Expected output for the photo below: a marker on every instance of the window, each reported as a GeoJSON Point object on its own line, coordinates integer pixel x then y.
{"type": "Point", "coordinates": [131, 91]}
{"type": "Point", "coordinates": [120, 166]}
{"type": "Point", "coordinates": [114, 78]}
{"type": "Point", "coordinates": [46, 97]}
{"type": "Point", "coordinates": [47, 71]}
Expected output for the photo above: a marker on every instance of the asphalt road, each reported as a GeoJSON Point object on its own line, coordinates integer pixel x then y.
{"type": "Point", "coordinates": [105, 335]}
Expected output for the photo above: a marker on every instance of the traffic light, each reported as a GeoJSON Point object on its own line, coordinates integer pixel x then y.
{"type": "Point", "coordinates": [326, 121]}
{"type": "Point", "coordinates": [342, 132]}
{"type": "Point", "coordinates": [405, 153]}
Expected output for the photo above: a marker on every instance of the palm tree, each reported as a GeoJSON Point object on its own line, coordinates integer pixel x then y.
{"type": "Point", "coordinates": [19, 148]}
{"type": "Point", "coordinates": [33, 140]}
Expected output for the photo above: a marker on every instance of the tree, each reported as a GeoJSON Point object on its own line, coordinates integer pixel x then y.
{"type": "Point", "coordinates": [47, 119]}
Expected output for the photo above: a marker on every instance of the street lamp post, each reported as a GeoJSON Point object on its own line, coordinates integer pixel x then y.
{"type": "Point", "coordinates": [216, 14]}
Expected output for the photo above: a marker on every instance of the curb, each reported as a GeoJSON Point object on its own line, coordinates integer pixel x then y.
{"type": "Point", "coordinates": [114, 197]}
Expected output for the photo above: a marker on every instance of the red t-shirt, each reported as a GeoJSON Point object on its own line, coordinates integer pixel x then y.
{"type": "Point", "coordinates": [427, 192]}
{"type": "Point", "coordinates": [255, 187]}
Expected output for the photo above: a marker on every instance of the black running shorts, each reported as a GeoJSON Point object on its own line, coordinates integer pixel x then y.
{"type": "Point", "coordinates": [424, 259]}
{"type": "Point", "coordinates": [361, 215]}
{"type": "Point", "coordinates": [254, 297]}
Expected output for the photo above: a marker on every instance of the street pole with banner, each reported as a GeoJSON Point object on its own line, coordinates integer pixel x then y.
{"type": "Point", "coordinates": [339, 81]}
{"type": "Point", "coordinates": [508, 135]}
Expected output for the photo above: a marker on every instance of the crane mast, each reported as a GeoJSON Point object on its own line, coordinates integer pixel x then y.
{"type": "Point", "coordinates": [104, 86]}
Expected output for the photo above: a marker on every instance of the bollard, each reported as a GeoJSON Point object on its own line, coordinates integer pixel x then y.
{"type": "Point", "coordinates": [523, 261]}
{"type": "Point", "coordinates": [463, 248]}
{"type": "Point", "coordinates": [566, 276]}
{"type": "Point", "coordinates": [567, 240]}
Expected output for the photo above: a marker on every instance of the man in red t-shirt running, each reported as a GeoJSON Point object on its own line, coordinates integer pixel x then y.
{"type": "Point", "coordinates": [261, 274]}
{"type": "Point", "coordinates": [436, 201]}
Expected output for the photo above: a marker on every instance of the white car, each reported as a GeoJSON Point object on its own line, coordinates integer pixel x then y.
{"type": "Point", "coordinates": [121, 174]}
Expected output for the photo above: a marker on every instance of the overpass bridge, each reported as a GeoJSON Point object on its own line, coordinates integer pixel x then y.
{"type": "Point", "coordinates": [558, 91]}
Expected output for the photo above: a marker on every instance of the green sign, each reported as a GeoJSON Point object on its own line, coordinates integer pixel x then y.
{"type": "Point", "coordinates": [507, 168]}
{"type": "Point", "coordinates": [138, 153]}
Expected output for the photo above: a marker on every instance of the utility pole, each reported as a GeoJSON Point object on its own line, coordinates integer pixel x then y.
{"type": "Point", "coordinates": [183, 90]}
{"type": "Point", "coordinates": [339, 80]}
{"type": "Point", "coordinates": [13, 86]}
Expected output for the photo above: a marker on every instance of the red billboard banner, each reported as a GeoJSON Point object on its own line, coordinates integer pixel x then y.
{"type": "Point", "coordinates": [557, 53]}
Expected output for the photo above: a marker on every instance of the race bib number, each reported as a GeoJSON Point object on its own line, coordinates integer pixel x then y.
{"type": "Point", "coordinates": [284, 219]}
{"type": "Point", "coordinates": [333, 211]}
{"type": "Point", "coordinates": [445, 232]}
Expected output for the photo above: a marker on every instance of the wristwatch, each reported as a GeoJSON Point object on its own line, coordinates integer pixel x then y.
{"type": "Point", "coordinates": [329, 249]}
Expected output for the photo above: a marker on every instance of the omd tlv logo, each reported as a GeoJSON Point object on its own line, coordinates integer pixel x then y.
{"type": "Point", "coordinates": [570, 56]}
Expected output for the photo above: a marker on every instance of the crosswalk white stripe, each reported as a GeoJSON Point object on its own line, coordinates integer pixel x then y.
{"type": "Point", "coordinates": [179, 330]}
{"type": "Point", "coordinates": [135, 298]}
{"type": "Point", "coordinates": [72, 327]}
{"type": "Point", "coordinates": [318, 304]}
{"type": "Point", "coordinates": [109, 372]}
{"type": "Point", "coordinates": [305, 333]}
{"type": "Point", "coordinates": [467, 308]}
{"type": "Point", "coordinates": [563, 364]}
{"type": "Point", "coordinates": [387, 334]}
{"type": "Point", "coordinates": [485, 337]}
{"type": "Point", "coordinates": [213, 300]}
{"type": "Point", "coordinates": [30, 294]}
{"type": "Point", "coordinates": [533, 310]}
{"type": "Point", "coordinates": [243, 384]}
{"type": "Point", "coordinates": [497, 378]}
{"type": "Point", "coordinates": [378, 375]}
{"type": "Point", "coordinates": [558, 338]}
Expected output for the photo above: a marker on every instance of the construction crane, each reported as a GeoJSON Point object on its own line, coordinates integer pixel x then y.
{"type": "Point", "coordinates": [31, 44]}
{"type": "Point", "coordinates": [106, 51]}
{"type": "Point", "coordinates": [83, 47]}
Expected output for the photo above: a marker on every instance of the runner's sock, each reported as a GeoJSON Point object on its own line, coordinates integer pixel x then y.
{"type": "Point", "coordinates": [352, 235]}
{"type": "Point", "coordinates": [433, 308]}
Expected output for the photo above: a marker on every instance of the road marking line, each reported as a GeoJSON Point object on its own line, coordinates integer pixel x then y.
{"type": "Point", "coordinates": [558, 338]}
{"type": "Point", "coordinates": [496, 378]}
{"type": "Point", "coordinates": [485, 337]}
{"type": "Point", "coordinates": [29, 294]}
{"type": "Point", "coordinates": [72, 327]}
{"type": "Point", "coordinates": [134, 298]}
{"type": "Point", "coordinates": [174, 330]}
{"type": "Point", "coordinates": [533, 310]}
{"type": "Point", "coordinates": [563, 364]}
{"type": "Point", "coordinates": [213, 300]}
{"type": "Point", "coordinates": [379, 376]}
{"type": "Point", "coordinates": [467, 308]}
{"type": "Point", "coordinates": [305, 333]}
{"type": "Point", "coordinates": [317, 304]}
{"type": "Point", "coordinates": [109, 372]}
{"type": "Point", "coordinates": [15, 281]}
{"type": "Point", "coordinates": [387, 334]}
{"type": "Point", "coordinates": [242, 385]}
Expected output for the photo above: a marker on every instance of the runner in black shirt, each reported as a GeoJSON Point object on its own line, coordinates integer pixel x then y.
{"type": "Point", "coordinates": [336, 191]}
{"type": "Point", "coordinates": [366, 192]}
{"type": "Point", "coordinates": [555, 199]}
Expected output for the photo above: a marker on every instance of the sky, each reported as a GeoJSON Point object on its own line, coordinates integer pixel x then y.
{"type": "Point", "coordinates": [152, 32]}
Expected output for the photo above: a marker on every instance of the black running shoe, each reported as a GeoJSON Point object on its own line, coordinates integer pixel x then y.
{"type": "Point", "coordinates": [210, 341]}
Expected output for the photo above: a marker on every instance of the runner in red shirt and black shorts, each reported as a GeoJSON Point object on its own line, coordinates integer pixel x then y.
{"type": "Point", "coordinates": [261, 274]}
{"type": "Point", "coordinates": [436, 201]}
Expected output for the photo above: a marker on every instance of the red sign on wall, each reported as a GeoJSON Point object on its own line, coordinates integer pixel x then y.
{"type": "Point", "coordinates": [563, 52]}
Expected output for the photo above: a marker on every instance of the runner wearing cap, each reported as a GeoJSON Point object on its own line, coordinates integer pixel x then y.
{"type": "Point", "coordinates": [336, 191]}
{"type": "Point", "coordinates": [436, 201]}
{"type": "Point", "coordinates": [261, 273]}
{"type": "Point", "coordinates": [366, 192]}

*What is needed:* Please retype the records without any change, from the line with "the red sign" through the final line of the records.

*Solution for this problem:*
Expected output for the photo above: a marker on every instance of the red sign on wall, each reported as a GeoJSON Point object on its own line, coordinates integer pixel x then y.
{"type": "Point", "coordinates": [563, 52]}
Expected output for the photo above: a marker on every instance of the runner wearing cap, each reported as a GeoJSON Point object on its own line, coordinates integer pixel x then y.
{"type": "Point", "coordinates": [336, 191]}
{"type": "Point", "coordinates": [436, 201]}
{"type": "Point", "coordinates": [261, 273]}
{"type": "Point", "coordinates": [366, 192]}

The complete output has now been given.